Excerpts from a segmentation dataset
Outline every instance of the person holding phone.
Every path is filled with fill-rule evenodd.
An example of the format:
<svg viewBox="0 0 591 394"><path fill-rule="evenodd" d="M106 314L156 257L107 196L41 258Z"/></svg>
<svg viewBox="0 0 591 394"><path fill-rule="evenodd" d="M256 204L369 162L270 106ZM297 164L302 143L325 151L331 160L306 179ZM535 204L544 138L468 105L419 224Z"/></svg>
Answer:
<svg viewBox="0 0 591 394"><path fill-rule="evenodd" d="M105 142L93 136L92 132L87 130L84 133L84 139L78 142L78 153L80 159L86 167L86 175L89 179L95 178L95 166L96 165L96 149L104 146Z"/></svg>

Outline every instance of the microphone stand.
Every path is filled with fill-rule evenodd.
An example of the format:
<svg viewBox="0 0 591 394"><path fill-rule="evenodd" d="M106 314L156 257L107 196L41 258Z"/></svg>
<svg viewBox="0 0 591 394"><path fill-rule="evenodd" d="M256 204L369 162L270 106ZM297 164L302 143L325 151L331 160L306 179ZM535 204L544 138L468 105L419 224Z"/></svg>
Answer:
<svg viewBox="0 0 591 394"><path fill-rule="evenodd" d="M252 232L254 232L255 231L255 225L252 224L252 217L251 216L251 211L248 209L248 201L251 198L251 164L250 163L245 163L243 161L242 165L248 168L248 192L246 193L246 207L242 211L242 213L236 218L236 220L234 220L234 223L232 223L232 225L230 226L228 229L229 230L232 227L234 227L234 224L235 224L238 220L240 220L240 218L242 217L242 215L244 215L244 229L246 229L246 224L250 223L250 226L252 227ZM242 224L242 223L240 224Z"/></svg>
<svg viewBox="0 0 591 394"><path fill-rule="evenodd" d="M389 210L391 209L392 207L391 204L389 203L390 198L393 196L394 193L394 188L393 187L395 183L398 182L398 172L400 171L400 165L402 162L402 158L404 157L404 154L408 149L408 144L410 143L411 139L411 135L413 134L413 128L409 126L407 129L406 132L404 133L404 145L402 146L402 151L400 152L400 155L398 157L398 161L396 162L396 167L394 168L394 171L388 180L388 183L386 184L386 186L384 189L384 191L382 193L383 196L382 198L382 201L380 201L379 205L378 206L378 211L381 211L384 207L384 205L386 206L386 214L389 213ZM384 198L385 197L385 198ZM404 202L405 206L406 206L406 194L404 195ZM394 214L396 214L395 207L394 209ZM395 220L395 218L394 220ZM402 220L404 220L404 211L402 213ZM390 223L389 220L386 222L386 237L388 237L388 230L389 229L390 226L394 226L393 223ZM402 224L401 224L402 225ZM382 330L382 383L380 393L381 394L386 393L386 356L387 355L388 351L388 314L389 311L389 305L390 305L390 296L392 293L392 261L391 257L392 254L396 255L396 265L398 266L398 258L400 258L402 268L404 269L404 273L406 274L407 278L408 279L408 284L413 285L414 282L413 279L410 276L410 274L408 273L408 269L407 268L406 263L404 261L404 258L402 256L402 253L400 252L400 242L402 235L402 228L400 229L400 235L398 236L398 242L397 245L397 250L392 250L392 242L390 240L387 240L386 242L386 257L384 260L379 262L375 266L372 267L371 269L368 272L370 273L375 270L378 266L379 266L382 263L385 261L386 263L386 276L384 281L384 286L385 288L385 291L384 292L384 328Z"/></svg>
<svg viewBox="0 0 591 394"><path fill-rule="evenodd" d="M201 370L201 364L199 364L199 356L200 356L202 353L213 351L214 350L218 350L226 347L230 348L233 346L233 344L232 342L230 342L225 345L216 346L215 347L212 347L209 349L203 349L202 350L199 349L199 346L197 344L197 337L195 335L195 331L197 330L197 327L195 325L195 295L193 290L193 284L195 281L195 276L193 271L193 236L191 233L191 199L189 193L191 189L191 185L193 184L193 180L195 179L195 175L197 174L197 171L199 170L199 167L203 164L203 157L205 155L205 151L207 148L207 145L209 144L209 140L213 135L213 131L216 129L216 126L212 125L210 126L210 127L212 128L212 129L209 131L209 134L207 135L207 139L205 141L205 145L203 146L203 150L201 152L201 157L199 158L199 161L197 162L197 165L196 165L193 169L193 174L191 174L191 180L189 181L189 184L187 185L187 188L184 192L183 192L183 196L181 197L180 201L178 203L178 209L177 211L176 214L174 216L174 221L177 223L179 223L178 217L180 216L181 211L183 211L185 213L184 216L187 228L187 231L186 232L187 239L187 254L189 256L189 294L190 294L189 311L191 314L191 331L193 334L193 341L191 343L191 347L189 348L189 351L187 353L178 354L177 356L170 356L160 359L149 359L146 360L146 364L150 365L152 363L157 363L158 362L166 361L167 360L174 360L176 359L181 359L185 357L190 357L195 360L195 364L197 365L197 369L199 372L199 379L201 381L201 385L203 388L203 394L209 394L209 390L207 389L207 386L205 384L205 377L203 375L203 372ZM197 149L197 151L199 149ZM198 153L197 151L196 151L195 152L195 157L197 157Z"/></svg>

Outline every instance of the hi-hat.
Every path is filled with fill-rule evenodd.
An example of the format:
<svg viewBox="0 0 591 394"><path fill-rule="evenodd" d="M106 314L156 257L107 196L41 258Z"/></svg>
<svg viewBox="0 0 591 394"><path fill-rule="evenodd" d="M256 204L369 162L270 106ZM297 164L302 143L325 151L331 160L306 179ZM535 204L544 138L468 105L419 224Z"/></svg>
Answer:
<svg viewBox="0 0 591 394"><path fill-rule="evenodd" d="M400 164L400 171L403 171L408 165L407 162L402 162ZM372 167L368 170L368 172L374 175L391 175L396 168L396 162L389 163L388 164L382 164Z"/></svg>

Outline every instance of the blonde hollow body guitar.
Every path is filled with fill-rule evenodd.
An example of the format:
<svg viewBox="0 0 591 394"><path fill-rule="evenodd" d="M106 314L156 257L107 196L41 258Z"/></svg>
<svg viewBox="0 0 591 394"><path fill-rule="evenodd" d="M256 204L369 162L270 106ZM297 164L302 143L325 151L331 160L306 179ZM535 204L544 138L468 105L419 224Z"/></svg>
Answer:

WRITTEN INSTRUCTION
Present every line of the listing above as a numbered list, leaving out the blank lines.

OUTPUT OF THE TASK
1. Outline every instance of the person holding phone.
2. Every path is filled with fill-rule evenodd.
3. An example of the format:
4. <svg viewBox="0 0 591 394"><path fill-rule="evenodd" d="M106 314L156 257L107 196L41 258Z"/></svg>
5. <svg viewBox="0 0 591 394"><path fill-rule="evenodd" d="M256 204L369 162L270 106ZM297 164L302 143L325 151L331 160L306 179ZM535 204L544 138L468 105L419 224Z"/></svg>
6. Answer:
7. <svg viewBox="0 0 591 394"><path fill-rule="evenodd" d="M105 142L93 136L92 132L87 130L84 133L84 139L78 142L78 153L80 159L86 167L86 175L89 179L95 178L95 166L96 165L96 149L104 146Z"/></svg>
8. Outline every instance of the microphone stand.
9. Every path is filled with fill-rule evenodd.
10. An example of the format:
11. <svg viewBox="0 0 591 394"><path fill-rule="evenodd" d="M106 314L156 257L107 196L41 258Z"/></svg>
12. <svg viewBox="0 0 591 394"><path fill-rule="evenodd" d="M256 204L369 162L270 106ZM297 164L302 143L325 151L331 160L306 179ZM535 204L544 138L468 105L419 224Z"/></svg>
13. Answer:
14. <svg viewBox="0 0 591 394"><path fill-rule="evenodd" d="M252 232L254 232L255 231L255 225L252 224L252 217L251 216L251 211L248 209L248 201L251 198L251 164L250 163L245 163L243 161L242 165L248 168L248 192L246 193L246 207L242 211L242 213L236 218L236 220L234 220L234 223L232 223L232 225L230 226L228 229L229 230L232 227L234 227L234 224L235 224L238 220L240 220L240 218L242 217L242 215L244 215L244 229L246 229L246 224L250 223L250 226L252 227ZM242 224L242 223L240 224Z"/></svg>
15. <svg viewBox="0 0 591 394"><path fill-rule="evenodd" d="M389 210L391 209L392 207L391 204L389 203L390 198L393 196L394 193L394 188L393 187L395 183L398 182L398 172L400 171L400 165L402 162L402 158L404 157L404 154L408 149L408 144L410 143L411 139L411 135L413 134L413 128L409 126L407 129L406 132L404 133L404 145L402 146L402 151L400 152L400 155L398 157L398 161L396 162L396 167L394 168L394 171L388 180L388 183L386 184L386 186L384 189L384 191L382 193L383 196L382 198L382 201L380 201L379 205L378 206L378 211L381 211L384 207L384 205L386 206L386 214L389 213ZM384 198L385 197L385 198ZM404 202L405 206L406 206L406 194L404 195ZM394 214L396 214L395 207L394 209ZM395 220L395 218L394 220ZM402 220L404 220L404 211L402 213ZM390 223L389 220L386 222L386 237L388 237L388 230L389 229L390 226L394 226L393 223ZM402 224L401 224L402 225ZM382 330L382 383L380 393L381 394L386 393L386 356L387 355L388 351L388 314L389 311L389 305L390 305L390 296L392 293L392 261L391 257L392 254L396 255L396 265L398 266L398 258L400 258L402 268L404 269L404 273L406 274L407 278L408 279L408 284L413 285L414 282L413 279L410 276L410 274L408 273L408 269L407 268L406 263L404 261L404 258L402 256L402 253L400 252L400 242L402 235L402 228L400 229L400 235L398 236L398 242L397 245L397 250L392 250L392 242L390 240L387 240L386 242L386 257L384 260L379 262L375 266L372 267L371 269L368 272L370 273L375 270L378 266L379 266L382 263L385 261L386 263L386 276L384 281L384 286L385 288L385 291L384 292L384 328Z"/></svg>
16. <svg viewBox="0 0 591 394"><path fill-rule="evenodd" d="M201 370L201 364L199 364L199 356L200 356L202 353L213 351L214 350L218 350L226 347L230 348L233 346L233 344L232 342L230 342L225 345L216 346L215 347L212 347L209 349L203 349L202 350L199 349L199 346L197 344L197 337L195 335L195 331L197 330L197 327L195 325L195 295L193 290L193 284L195 281L195 276L193 271L193 236L191 233L191 199L189 193L191 189L191 185L193 184L193 180L195 179L195 175L197 174L197 171L199 170L199 167L203 164L203 157L205 155L205 151L207 148L207 145L209 144L209 140L213 135L213 131L216 129L216 126L212 125L210 126L210 127L212 128L212 129L209 131L209 134L207 135L207 139L205 141L205 145L203 146L203 150L201 152L201 157L199 158L199 161L197 162L197 165L196 165L193 169L193 174L191 174L191 180L189 181L189 184L187 185L187 188L184 192L183 192L183 196L181 197L180 201L178 203L178 209L177 211L176 214L174 216L174 221L177 223L179 223L178 217L180 216L181 211L183 211L185 213L184 216L187 228L187 231L186 232L187 239L187 254L189 256L189 294L190 294L189 311L191 314L191 331L193 334L193 341L191 343L191 347L189 348L189 351L187 353L178 354L177 356L170 356L160 359L149 359L146 360L146 364L150 365L152 363L157 363L158 362L166 361L167 360L174 360L176 359L181 359L185 357L190 357L195 360L195 364L197 365L197 369L199 372L199 379L201 381L201 385L203 388L203 394L209 394L209 390L207 389L207 386L205 384L205 377L203 375L203 372ZM197 149L197 151L199 149ZM198 153L197 151L196 151L195 152L195 157L197 157Z"/></svg>
17. Outline every instance of the hi-hat.
18. Every path is filled with fill-rule evenodd.
19. An example of the format:
20. <svg viewBox="0 0 591 394"><path fill-rule="evenodd" d="M106 314L156 257L107 196L41 258Z"/></svg>
21. <svg viewBox="0 0 591 394"><path fill-rule="evenodd" d="M256 204L369 162L270 106ZM297 164L302 143L325 151L331 160L306 179ZM535 204L544 138L468 105L419 224Z"/></svg>
22. Answer:
23. <svg viewBox="0 0 591 394"><path fill-rule="evenodd" d="M400 164L400 171L403 171L408 165L407 162L402 162ZM372 167L368 170L368 172L374 175L391 175L396 168L396 162L389 163L388 164L382 164Z"/></svg>
24. Outline every instance of the blonde hollow body guitar.
25. Every path is filled with fill-rule evenodd.
26. An example of the format:
27. <svg viewBox="0 0 591 394"><path fill-rule="evenodd" d="M106 314L156 257L107 196L41 258Z"/></svg>
28. <svg viewBox="0 0 591 394"><path fill-rule="evenodd" d="M256 204L369 162L270 106ZM297 164L302 143L325 151L331 160L306 179ZM535 204L544 138L468 105L419 224Z"/></svg>
29. Answer:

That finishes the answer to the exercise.